[Start of RECORDS TO PROCESS]

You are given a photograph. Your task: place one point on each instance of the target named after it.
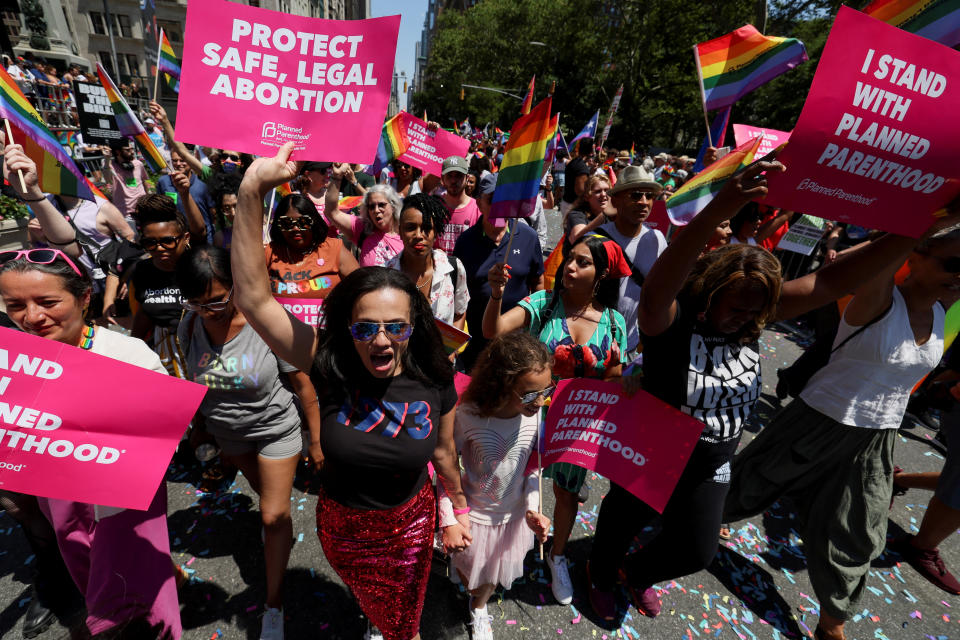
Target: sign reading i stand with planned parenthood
(255, 79)
(876, 142)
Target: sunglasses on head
(286, 223)
(367, 331)
(38, 256)
(531, 397)
(167, 242)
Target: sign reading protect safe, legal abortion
(255, 79)
(876, 142)
(639, 442)
(64, 434)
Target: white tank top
(868, 381)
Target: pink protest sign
(255, 79)
(772, 138)
(641, 443)
(67, 436)
(872, 145)
(428, 148)
(306, 310)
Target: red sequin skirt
(383, 556)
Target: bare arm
(292, 340)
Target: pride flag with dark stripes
(733, 65)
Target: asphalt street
(756, 588)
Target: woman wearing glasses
(119, 558)
(304, 263)
(374, 231)
(587, 336)
(387, 408)
(248, 408)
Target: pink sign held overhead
(641, 443)
(60, 440)
(873, 144)
(255, 79)
(772, 138)
(428, 148)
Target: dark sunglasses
(167, 242)
(531, 397)
(286, 223)
(367, 331)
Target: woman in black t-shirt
(387, 406)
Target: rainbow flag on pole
(733, 65)
(695, 194)
(128, 123)
(938, 20)
(393, 143)
(518, 181)
(56, 169)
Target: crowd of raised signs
(313, 299)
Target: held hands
(539, 524)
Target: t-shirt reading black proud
(706, 375)
(377, 442)
(157, 293)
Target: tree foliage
(593, 46)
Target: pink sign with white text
(428, 148)
(67, 434)
(255, 79)
(772, 138)
(874, 144)
(640, 442)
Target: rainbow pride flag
(733, 65)
(518, 181)
(938, 20)
(128, 123)
(393, 143)
(56, 169)
(695, 194)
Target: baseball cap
(454, 163)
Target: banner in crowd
(97, 123)
(871, 145)
(427, 149)
(641, 443)
(772, 138)
(803, 235)
(273, 78)
(63, 440)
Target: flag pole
(703, 96)
(156, 77)
(23, 185)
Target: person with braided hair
(440, 278)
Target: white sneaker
(561, 586)
(272, 628)
(480, 622)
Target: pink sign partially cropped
(641, 443)
(875, 144)
(428, 148)
(255, 79)
(772, 138)
(67, 435)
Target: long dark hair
(336, 366)
(305, 207)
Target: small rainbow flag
(128, 123)
(57, 171)
(393, 143)
(453, 338)
(733, 65)
(938, 20)
(528, 100)
(518, 181)
(695, 194)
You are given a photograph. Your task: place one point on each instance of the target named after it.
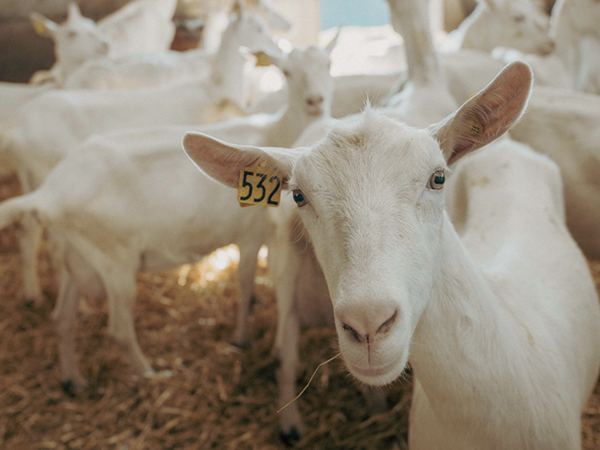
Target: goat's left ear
(223, 162)
(487, 115)
(329, 47)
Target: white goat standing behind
(504, 334)
(572, 23)
(226, 67)
(141, 26)
(511, 23)
(137, 208)
(565, 126)
(53, 124)
(517, 24)
(76, 41)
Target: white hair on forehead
(371, 148)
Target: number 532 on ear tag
(259, 185)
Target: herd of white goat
(476, 277)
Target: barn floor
(218, 396)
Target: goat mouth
(377, 376)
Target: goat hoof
(69, 388)
(291, 436)
(243, 345)
(30, 303)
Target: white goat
(511, 23)
(514, 24)
(565, 126)
(139, 26)
(76, 41)
(53, 124)
(151, 69)
(215, 18)
(301, 291)
(146, 168)
(571, 22)
(504, 334)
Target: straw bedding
(217, 396)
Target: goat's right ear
(223, 162)
(42, 25)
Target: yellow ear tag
(236, 9)
(259, 185)
(262, 59)
(476, 127)
(39, 27)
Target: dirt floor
(218, 396)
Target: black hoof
(242, 345)
(290, 437)
(68, 388)
(253, 301)
(29, 303)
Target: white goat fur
(151, 69)
(565, 126)
(76, 40)
(514, 24)
(139, 26)
(572, 23)
(146, 168)
(511, 23)
(504, 334)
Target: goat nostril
(353, 332)
(312, 101)
(385, 326)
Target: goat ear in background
(265, 58)
(223, 162)
(329, 47)
(43, 26)
(74, 11)
(238, 8)
(487, 115)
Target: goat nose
(313, 101)
(363, 323)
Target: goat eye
(299, 197)
(436, 181)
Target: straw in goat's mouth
(308, 384)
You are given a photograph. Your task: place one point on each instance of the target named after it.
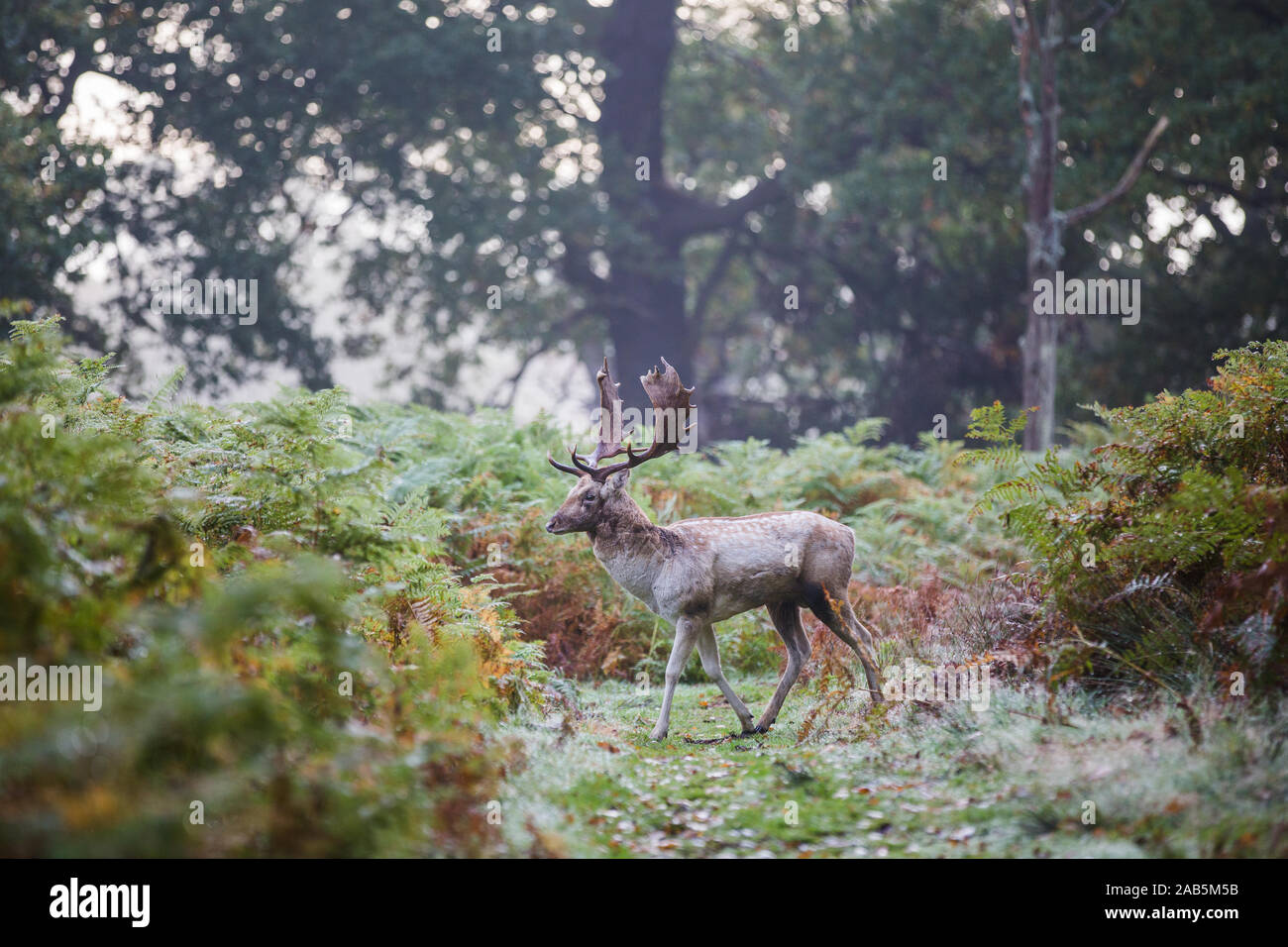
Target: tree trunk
(643, 300)
(1043, 227)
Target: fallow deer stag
(697, 573)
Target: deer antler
(671, 418)
(671, 414)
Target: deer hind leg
(709, 654)
(832, 607)
(787, 622)
(686, 637)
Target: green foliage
(1167, 543)
(275, 638)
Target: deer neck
(630, 547)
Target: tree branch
(688, 217)
(1125, 182)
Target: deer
(697, 573)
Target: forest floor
(902, 780)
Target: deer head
(599, 489)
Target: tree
(1039, 46)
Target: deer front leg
(686, 637)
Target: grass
(905, 780)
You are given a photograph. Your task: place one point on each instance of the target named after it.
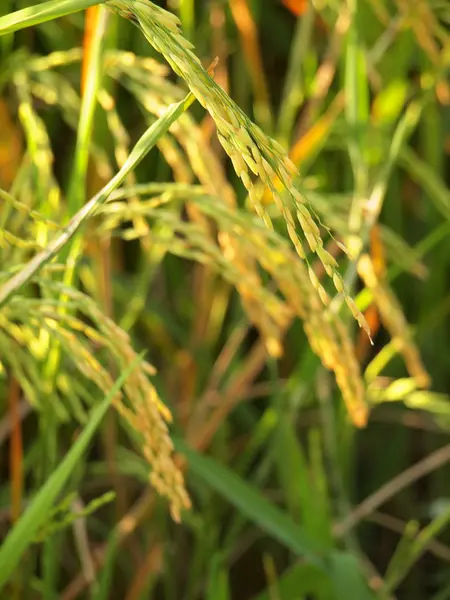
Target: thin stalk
(46, 11)
(293, 91)
(141, 149)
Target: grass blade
(46, 11)
(23, 533)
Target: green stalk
(141, 149)
(293, 91)
(46, 11)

[End of RECORDS TO PROCESS]

▶ **YOUR TASK**
Lay out every line of the entries above as one numbered list, skipping blank lines. Leave the pictures out of the answer.

▶ **EXERCISE RESULT**
1. You are given a photograph. Your task: place one point on each instance of the target named after it.
2. Target: sign reading i stand with planned parenthood
3. (255, 79)
4. (876, 142)
5. Target: sunglasses on head
6. (286, 223)
7. (367, 331)
8. (38, 256)
9. (531, 397)
10. (167, 242)
11. Target: sign reading protect safe, legal abortion
12. (255, 79)
13. (876, 142)
14. (639, 442)
15. (64, 434)
16. Target: white tank top
17. (868, 381)
18. Target: pink protest sign
19. (255, 79)
20. (772, 138)
21. (641, 443)
22. (67, 436)
23. (872, 145)
24. (428, 148)
25. (306, 310)
26. Target: red sequin skirt
27. (383, 556)
28. Target: bare arm
29. (292, 340)
30. Target: pride flag with dark stripes
31. (733, 65)
32. Target: asphalt street
33. (756, 588)
34. Target: woman wearing glasses
35. (119, 558)
36. (304, 263)
37. (374, 231)
38. (587, 336)
39. (387, 408)
40. (248, 408)
41. Target: pink sign held overhead
42. (641, 443)
43. (60, 440)
44. (873, 144)
45. (255, 79)
46. (772, 138)
47. (428, 148)
48. Target: dark sunglasses
49. (167, 242)
50. (531, 397)
51. (286, 223)
52. (367, 331)
53. Target: woman in black t-shirt
54. (387, 406)
55. Target: rainbow flag on pole
56. (733, 65)
57. (695, 194)
58. (128, 123)
59. (938, 20)
60. (393, 143)
61. (518, 181)
62. (56, 169)
63. Target: crowd of raised signs
64. (313, 299)
65. Target: held hands
66. (539, 524)
67. Target: t-shirt reading black proud
68. (706, 375)
69. (377, 442)
70. (157, 293)
71. Target: tree foliage
72. (593, 46)
73. Target: pink sign with white text
74. (428, 148)
75. (67, 434)
76. (255, 79)
77. (772, 138)
78. (874, 144)
79. (640, 442)
80. Target: rainbow pride flag
81. (733, 65)
82. (518, 181)
83. (938, 20)
84. (128, 123)
85. (393, 143)
86. (56, 169)
87. (695, 194)
88. Target: baseball cap
89. (454, 163)
90. Target: banner in crowd
91. (97, 123)
92. (871, 145)
93. (427, 149)
94. (641, 443)
95. (772, 138)
96. (803, 235)
97. (273, 78)
98. (63, 440)
99. Target: flag pole
100. (703, 96)
101. (156, 77)
102. (23, 185)
103. Target: person with braided hair
104. (440, 278)
105. Target: white sneaker
106. (561, 586)
107. (272, 628)
108. (480, 622)
109. Target: pink sign partially cropped
110. (641, 443)
111. (875, 144)
112. (428, 148)
113. (255, 79)
114. (772, 138)
115. (67, 435)
116. Target: long dark hair
117. (336, 366)
118. (305, 207)
119. Target: small rainbow flag
120. (128, 123)
121. (57, 171)
122. (393, 143)
123. (453, 338)
124. (733, 65)
125. (938, 20)
126. (528, 100)
127. (518, 181)
128. (695, 194)
129. You are given a photograph. Your task: place one point on each instance of the target named after it.
130. Target: goat's left ear
131. (223, 162)
132. (487, 115)
133. (329, 47)
134. Target: white goat standing behind
135. (504, 334)
136. (572, 23)
137. (226, 67)
138. (141, 26)
139. (511, 23)
140. (137, 208)
141. (565, 126)
142. (53, 124)
143. (517, 24)
144. (76, 41)
145. Target: white hair on forehead
146. (371, 148)
147. Target: number 532 on ear tag
148. (259, 185)
149. Target: herd of white goat
150. (476, 277)
151. Target: barn floor
152. (218, 396)
153. Target: goat mouth
154. (377, 376)
155. Target: goat hoof
156. (69, 388)
157. (291, 436)
158. (243, 345)
159. (30, 303)
160. Target: white goat
161. (511, 23)
162. (514, 24)
163. (565, 126)
164. (139, 26)
165. (76, 41)
166. (53, 124)
167. (151, 69)
168. (215, 18)
169. (301, 291)
170. (146, 168)
171. (571, 22)
172. (504, 334)
173. Target: straw bedding
174. (217, 396)
175. Target: goat's right ear
176. (223, 162)
177. (42, 25)
178. Target: yellow ear tag
179. (236, 9)
180. (259, 185)
181. (262, 59)
182. (476, 127)
183. (39, 27)
184. Target: dirt floor
185. (218, 396)
186. Target: black hoof
187. (242, 345)
188. (290, 437)
189. (68, 388)
190. (253, 301)
191. (29, 303)
192. Target: white goat fur
193. (151, 69)
194. (565, 126)
195. (76, 40)
196. (514, 24)
197. (139, 26)
198. (572, 23)
199. (146, 168)
200. (511, 23)
201. (504, 334)
202. Target: goat nostril
203. (353, 332)
204. (312, 101)
205. (385, 326)
206. Target: goat ear in background
207. (265, 58)
208. (223, 162)
209. (329, 47)
210. (43, 26)
211. (74, 11)
212. (238, 8)
213. (487, 115)
214. Target: goat nose
215. (313, 101)
216. (363, 323)
217. Target: goat eye
218. (299, 197)
219. (436, 181)
220. Target: straw in goat's mouth
221. (308, 384)
222. You are given a photograph. Your task: place one point on each instance of the target named after it.
223. Target: tree trunk
224. (643, 300)
225. (1043, 227)
226. Target: fallow deer stag
227. (697, 573)
228. Target: deer antler
229. (671, 418)
230. (671, 414)
231. Target: deer hind leg
232. (709, 654)
233. (832, 607)
234. (787, 622)
235. (686, 637)
236. Target: green foliage
237. (1167, 543)
238. (275, 638)
239. Target: deer neck
240. (630, 547)
241. Target: tree branch
242. (688, 217)
243. (1125, 182)
244. Target: deer
245. (697, 573)
246. Target: forest floor
247. (902, 780)
248. Target: deer head
249. (599, 489)
250. Target: tree
251. (1039, 46)
252. Target: deer front leg
253. (686, 637)
254. Target: grass
255. (905, 780)
256. You are given a photograph. Your task: place one point on each instance of the target named after it.
257. Target: thin stalk
258. (46, 11)
259. (293, 91)
260. (141, 149)
261. Target: grass blade
262. (46, 11)
263. (23, 533)
264. Target: green stalk
265. (141, 149)
266. (293, 91)
267. (46, 11)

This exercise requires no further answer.